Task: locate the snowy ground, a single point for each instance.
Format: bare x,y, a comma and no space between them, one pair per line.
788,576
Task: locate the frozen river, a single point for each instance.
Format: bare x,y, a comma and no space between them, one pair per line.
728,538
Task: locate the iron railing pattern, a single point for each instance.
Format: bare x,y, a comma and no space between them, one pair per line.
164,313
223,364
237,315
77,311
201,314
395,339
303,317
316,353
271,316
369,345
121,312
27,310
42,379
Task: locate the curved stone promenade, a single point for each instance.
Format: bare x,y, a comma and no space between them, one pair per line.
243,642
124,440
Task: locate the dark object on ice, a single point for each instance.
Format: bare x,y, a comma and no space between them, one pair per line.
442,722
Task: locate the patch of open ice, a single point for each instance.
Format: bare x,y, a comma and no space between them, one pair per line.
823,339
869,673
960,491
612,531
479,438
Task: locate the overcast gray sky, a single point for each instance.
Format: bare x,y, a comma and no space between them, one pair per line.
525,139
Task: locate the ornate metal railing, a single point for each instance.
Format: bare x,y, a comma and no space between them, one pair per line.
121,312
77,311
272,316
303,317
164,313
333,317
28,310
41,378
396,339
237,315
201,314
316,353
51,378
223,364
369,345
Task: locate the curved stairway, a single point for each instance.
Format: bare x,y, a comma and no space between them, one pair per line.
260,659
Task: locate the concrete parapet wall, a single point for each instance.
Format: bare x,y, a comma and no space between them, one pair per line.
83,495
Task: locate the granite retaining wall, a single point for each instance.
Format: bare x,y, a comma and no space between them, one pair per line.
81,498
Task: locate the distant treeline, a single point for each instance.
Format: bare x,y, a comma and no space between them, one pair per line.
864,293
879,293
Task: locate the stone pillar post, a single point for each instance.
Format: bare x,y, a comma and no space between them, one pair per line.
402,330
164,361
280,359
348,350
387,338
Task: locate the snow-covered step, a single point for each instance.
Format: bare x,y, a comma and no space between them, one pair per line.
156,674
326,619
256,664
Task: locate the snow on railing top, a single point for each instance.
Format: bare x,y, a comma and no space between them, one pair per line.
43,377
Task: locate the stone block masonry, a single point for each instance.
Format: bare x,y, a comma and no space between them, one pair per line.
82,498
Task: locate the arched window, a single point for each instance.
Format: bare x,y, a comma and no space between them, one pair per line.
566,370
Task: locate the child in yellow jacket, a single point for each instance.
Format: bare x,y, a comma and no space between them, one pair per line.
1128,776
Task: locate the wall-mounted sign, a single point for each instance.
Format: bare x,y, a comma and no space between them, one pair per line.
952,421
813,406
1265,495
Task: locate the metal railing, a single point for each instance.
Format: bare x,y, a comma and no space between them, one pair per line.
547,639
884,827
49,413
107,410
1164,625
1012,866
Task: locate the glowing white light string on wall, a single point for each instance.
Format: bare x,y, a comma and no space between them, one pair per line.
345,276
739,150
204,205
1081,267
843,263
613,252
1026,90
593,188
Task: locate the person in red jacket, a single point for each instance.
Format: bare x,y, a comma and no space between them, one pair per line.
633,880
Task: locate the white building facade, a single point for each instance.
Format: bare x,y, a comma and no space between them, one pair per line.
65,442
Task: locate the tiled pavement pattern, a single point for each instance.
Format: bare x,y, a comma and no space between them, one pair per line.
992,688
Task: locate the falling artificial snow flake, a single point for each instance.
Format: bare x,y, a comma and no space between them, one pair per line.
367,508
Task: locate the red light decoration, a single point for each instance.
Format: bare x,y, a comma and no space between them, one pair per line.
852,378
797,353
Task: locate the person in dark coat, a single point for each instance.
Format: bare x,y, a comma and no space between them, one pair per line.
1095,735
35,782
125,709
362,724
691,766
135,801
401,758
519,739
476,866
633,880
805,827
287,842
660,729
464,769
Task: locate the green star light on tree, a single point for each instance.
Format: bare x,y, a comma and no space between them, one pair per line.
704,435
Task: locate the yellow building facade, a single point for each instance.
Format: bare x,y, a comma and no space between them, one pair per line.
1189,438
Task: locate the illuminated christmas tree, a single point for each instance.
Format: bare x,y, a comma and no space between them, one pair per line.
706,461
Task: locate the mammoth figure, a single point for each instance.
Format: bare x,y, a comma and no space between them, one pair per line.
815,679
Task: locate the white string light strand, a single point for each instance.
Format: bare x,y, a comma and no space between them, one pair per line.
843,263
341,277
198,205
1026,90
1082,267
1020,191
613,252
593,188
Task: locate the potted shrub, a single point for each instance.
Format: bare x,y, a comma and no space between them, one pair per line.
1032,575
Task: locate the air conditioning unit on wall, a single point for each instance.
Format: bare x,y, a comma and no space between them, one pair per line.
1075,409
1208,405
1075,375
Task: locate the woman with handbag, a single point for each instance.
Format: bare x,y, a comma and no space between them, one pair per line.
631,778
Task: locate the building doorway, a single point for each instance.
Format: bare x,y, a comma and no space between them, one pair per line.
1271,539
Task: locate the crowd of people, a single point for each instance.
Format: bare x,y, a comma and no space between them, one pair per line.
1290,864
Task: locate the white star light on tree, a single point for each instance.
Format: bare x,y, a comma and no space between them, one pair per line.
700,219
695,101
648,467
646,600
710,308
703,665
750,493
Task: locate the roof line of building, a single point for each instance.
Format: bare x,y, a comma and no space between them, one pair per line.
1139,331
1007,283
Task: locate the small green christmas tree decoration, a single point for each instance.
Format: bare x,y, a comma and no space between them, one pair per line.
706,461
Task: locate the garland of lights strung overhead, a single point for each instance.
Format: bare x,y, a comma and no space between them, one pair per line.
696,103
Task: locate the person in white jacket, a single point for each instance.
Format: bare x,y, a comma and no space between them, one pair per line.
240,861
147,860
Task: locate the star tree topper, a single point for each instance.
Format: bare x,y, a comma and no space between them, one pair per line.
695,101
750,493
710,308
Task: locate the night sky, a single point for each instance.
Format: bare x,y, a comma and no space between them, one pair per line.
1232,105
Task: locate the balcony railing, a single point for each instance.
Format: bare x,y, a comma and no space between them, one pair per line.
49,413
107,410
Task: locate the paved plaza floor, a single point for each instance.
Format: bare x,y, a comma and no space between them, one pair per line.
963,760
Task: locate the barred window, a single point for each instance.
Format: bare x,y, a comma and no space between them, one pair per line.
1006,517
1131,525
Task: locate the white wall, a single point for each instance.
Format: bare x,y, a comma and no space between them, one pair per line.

----------

▶ [Task objective]: Please reproduce word for word the items above, from the line holding "Task: locate the person in white" through the last line of the items, both ends included.

▶ [The output]:
Task: locate the person in white jacket, a single point for each instance.
Format: bare x,y, a comma and no space between them, one pair per line.
240,861
147,860
Task: locate the star tree topper, a single point for each instance.
Format: bare x,y, a comma and no space between them, one pair per line.
695,101
750,493
710,308
Task: locate the night sky, a single point for each instance.
Format: bare x,y, a comma and no space between them, one pair per line.
1232,105
Task: locate the balcony railing, a single point for each instance.
Format: bare x,y, a comma and no space between them, one pair per line.
49,413
107,410
Task: locate the paved plaza floor, a single point for each instance.
Format: bare x,y, a comma and no space between them, one pair per line.
963,760
Task: locate the barred window, a single point for each instance.
Format: bare x,y, a comma and no space between them, one pair per line.
1006,517
1131,525
Task: locate the white wall, a single point for each instance.
Format: bare x,y, a comma and no space between them, one pair per line.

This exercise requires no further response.